** start of Given text **

• Cabinet has approved a plan to expand national ethanol production from 155 million to 600 million litres annually by 2035, a 287% increase
  • Current domestic ethanol pricing from Green Fuel stands at approximately USD 1.10 per litre, which is higher than the FOB price of imported petrol at Beira
  • For the 600 million litre target to be commercially viable, ethanol production costs must fall significantly through scale efficiencies, higher sugarcane yields, and new market entrants

Harare- Cabinet has approved a plan to expand national ethanol production from 155 million litres to 600 million litres annually by 2035, a 287% increase that the government has framed as a transformative intervention in the country's fuel supply architecture and a mechanism for reducing petroleum import expenditure.

The plan's commercial credibility rests almost entirely on one variable, the price at which Zimbabwe's ethanol reaches the blending depot, and whether that price, at current and projected levels, is low enough to make blending a genuine saving relative to imported petroleum rather than an additional cost embedded in an already expensive fuel supply chain.

** end of Given text **

_Complete the following_:
A) Using the ethanol article, tell whether each statement agrees with it, answering yes or no and quoting the words that decide it: (i) Cabinet approved raising ethanol output to 600 million litres a year by 2035. (ii) Green Fuel's ethanol costs less per litre than the FOB price of imported petrol at Beira. (iii) The plan's commercial credibility depends mainly on the price at which the ethanol reaches the blending depot.
B) Return the part of the ethanol article from "Harare- Cabinet has" up to and including "fuel supply chain.", copied word for word.
The records have no connection to the ethanol article.

** start of Raw data **

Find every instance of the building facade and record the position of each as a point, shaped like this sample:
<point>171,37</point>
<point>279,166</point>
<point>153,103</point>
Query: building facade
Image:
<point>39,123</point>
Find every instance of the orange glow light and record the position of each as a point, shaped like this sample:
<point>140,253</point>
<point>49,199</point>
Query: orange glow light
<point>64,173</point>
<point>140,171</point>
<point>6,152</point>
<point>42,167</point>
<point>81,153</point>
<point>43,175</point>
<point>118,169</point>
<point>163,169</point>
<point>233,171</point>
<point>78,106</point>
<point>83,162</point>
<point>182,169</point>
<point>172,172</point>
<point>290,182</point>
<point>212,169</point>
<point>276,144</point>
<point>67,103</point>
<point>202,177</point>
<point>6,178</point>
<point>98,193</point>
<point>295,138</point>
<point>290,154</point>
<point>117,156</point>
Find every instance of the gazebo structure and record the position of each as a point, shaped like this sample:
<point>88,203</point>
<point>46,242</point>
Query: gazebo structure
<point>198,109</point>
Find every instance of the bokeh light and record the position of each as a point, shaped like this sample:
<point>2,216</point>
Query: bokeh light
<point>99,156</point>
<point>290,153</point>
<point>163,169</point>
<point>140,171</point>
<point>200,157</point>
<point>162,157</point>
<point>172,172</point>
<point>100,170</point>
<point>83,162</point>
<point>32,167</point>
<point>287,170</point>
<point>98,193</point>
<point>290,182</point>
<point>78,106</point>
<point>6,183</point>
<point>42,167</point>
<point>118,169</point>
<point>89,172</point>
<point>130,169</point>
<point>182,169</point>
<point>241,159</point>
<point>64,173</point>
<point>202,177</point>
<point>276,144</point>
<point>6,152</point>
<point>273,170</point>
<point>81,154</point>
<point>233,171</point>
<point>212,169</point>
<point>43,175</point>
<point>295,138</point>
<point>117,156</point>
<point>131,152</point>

** end of Raw data **

_Responses by task_:
A)
(i) Yes: "Cabinet has approved a plan to expand national ethanol production from 155 million litres to 600 million litres annually by 2035"
(ii) No: "which is higher than the FOB price of imported petrol at Beira"
(iii) Yes: "The plan's commercial credibility rests almost entirely on one variable, the price at which Zimbabwe's ethanol reaches the blending depot"

B)
Harare- Cabinet has approved a plan to expand national ethanol production from 155 million litres to 600 million litres annually by 2035, a 287% increase that the government has framed as a transformative intervention in the country's fuel supply architecture and a mechanism for reducing petroleum import expenditure.

The plan's commercial credibility rests almost entirely on one variable, the price at which Zimbabwe's ethanol reaches the blending depot, and whether that price, at current and projected levels, is low enough to make blending a genuine saving relative to imported petroleum rather than an additional cost embedded in an already expensive fuel supply chain.